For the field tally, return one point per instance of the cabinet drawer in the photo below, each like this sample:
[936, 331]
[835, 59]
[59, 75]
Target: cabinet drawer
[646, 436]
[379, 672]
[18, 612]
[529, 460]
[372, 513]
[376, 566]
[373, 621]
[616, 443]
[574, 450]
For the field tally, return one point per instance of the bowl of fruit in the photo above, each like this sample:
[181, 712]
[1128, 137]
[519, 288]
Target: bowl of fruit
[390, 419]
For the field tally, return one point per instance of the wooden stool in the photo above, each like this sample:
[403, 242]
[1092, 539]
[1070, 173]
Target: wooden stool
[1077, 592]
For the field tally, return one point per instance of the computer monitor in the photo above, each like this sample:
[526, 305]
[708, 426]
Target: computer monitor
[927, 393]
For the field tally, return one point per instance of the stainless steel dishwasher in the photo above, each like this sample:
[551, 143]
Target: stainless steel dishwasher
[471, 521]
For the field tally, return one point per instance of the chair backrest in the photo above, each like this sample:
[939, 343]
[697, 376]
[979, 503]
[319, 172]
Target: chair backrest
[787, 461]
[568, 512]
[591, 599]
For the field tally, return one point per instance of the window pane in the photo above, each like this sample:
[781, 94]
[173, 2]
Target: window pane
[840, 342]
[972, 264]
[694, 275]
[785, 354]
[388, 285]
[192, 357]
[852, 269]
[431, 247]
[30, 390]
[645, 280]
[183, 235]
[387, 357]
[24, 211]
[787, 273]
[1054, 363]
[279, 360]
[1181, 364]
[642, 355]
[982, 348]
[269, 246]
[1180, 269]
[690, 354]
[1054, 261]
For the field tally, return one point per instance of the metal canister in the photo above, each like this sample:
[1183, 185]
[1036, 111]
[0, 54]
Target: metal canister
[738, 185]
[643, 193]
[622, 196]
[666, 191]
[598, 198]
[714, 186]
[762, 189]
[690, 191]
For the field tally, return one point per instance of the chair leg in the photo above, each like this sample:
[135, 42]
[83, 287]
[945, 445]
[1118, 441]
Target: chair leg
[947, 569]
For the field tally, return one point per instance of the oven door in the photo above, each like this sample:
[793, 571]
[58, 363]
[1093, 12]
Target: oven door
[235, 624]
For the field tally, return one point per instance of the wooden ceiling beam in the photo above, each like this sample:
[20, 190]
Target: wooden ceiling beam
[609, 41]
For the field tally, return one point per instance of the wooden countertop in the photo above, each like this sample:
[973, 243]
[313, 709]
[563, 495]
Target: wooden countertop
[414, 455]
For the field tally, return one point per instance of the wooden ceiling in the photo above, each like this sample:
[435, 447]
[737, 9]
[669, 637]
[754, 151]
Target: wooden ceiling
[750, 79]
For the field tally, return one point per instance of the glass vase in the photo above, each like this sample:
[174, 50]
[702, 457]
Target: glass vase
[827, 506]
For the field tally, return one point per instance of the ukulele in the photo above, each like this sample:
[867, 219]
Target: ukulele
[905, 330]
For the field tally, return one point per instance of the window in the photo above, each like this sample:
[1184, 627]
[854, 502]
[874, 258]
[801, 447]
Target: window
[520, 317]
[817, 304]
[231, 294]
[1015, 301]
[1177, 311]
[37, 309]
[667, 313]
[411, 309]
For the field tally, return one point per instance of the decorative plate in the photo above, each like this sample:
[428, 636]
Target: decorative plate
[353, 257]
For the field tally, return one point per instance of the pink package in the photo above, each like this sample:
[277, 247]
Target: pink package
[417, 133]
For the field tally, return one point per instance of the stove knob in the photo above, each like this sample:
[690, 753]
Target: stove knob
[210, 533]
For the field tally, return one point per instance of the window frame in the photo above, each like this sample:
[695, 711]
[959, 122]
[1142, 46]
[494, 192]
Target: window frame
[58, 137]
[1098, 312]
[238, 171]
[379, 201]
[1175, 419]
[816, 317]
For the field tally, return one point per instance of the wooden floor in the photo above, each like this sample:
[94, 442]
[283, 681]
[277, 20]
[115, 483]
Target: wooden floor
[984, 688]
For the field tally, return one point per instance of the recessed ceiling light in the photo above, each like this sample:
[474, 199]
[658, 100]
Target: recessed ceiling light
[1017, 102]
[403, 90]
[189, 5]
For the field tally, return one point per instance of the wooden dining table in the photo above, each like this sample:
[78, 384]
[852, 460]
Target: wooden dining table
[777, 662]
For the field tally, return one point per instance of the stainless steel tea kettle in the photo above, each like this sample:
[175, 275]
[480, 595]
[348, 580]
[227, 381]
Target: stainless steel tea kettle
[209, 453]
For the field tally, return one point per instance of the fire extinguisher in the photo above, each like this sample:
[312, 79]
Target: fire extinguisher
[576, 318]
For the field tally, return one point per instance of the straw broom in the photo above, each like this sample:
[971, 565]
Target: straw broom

.....

Goal
Convert all of the material above into a numbered list with one line per entry, leaving out blank lines.

Completed task
1. For the field tally, return one point per instance of the cabinet drawer in the photo below, each like this sample:
2. [936, 331]
3. [835, 59]
4. [59, 75]
5. Target: cabinet drawer
6. [646, 436]
7. [379, 672]
8. [18, 612]
9. [529, 460]
10. [372, 513]
11. [376, 566]
12. [373, 621]
13. [616, 443]
14. [574, 450]
15. For the field tally, return one point per instance of the bowl of fruit in the photo above, each like this sample:
16. [181, 712]
17. [1128, 137]
18. [519, 288]
19. Target: bowl of fruit
20. [390, 419]
21. For the field tally, return one point per instance of the wooden stool in the photo above, each like this sample:
22. [403, 242]
23. [1092, 539]
24. [1070, 173]
25. Target: wooden stool
26. [1077, 592]
27. For the field tally, return one point per instance of the computer monitor in the photo above, each like this sample:
28. [526, 305]
29. [708, 426]
30. Target: computer monitor
31. [927, 393]
32. For the field tally, return one point per instance of the stainless steel dishwasher in the photo above, each like this sample:
33. [551, 143]
34. Target: stainless steel dishwasher
35. [471, 521]
36. For the field tally, return one point per instance of the chair backrest in the photo above, each like this sample:
37. [939, 343]
38. [697, 376]
39. [979, 503]
40. [319, 172]
41. Target: chair backrest
42. [787, 461]
43. [568, 512]
44. [591, 599]
45. For the field tally, return one point per instance of the window pane in the photo above, each like this sample:
46. [781, 94]
47. [173, 2]
48. Target: window pane
49. [840, 342]
50. [972, 264]
51. [694, 275]
52. [785, 354]
53. [388, 285]
54. [192, 357]
55. [852, 269]
56. [431, 247]
57. [30, 390]
58. [645, 280]
59. [183, 235]
60. [387, 357]
61. [24, 211]
62. [787, 273]
63. [1054, 363]
64. [279, 360]
65. [1181, 364]
66. [642, 355]
67. [982, 348]
68. [269, 246]
69. [1180, 269]
70. [690, 354]
71. [1054, 261]
72. For the field tally, return one point per instance of the metal canister in the photo above, each like this sample:
73. [1183, 185]
74. [1036, 111]
75. [0, 54]
76. Target: metal canister
77. [738, 185]
78. [643, 193]
79. [622, 196]
80. [666, 191]
81. [598, 198]
82. [714, 186]
83. [762, 189]
84. [690, 191]
85. For the field tally, return one point per instance of the chair leg in the photo above, each like this sample:
86. [135, 42]
87. [83, 287]
88. [945, 445]
89. [1118, 441]
90. Target: chair leg
91. [947, 569]
92. For the field tally, return one point per instance of the oven door in the photo above, each like this sample:
93. [793, 571]
94. [58, 363]
95. [1093, 12]
96. Target: oven door
97. [235, 624]
98. For the field tally, return one point per instance of the wooden ceiling beam in the photo above, each like this sample:
99. [20, 190]
100. Target: wooden ceiling beam
101. [609, 41]
102. For the field tally, return one point per instance of the wooden countertop in the photo above, each like this sample:
103. [973, 243]
104. [313, 709]
105. [563, 495]
106. Target: wooden countertop
107. [414, 455]
108. For the field tally, return one point per instance of the wooden ceiling in the photo above, each like this sample:
109. [435, 447]
110. [737, 9]
111. [669, 637]
112. [754, 151]
113. Target: wooden ceiling
114. [750, 79]
115. For the field tally, return one point per instance of the glass vase in the photo above, each like this sample:
116. [174, 50]
117. [702, 457]
118. Target: glass vase
119. [827, 506]
120. For the field tally, return one point per instance of the ukulele in the photo above, each like this sample:
121. [867, 219]
122. Target: ukulele
123. [905, 330]
124. For the field tally, return one point per instance of the window in the photo above, each like this sample:
125. [1184, 627]
126. [854, 502]
127. [874, 258]
128. [801, 447]
129. Target: window
130. [520, 317]
131. [817, 304]
132. [231, 294]
133. [1015, 301]
134. [1177, 311]
135. [37, 309]
136. [667, 313]
137. [411, 309]
138. For the field tally, return one point per instance of the decorative plate in the photo above, each like this sample:
139. [428, 636]
140. Target: decorative plate
141. [353, 257]
142. For the field tally, return one point per instance of the pink package in the photo above, each like this sample:
143. [277, 247]
144. Target: pink package
145. [417, 133]
146. For the field tally, return one point per instance of the stove knob in the photo above, each like this sample:
147. [690, 753]
148. Target: stove knob
149. [210, 533]
150. For the field tally, return one point per instance of the window frame in the photo above, each like this sample:
151. [695, 711]
152. [959, 122]
153. [1142, 46]
154. [494, 192]
155. Target: window frame
156. [58, 137]
157. [1098, 312]
158. [238, 171]
159. [379, 201]
160. [1175, 419]
161. [816, 317]
162. For the field tally, return one point per instance of the wooden floor in the photo above, each like this sample:
163. [94, 442]
164. [283, 681]
165. [277, 20]
166. [115, 483]
167. Target: wooden floor
168. [984, 688]
169. For the field tally, return one point per instance of the recessed ceiling light in the photo above, each like this sample:
170. [474, 199]
171. [658, 100]
172. Target: recessed ceiling light
173. [1017, 102]
174. [403, 90]
175. [189, 5]
176. For the field tally, return one point per instance of the wooden dining table in the photo above, each like this sample:
177. [78, 384]
178. [852, 460]
179. Target: wooden dining table
180. [777, 662]
181. For the field tally, return one point per instance of the stainless steel tea kettle in the photo above, each like this sample:
182. [175, 275]
183. [480, 595]
184. [348, 580]
185. [227, 381]
186. Target: stainless steel tea kettle
187. [209, 453]
188. For the field tally, return one point per instance of the fire extinguisher in the photo above, each like this sample:
189. [312, 79]
190. Target: fire extinguisher
191. [576, 318]
192. For the field tally, return one point per instance of the straw broom in the photo above, each like this sample:
193. [971, 565]
194. Target: straw broom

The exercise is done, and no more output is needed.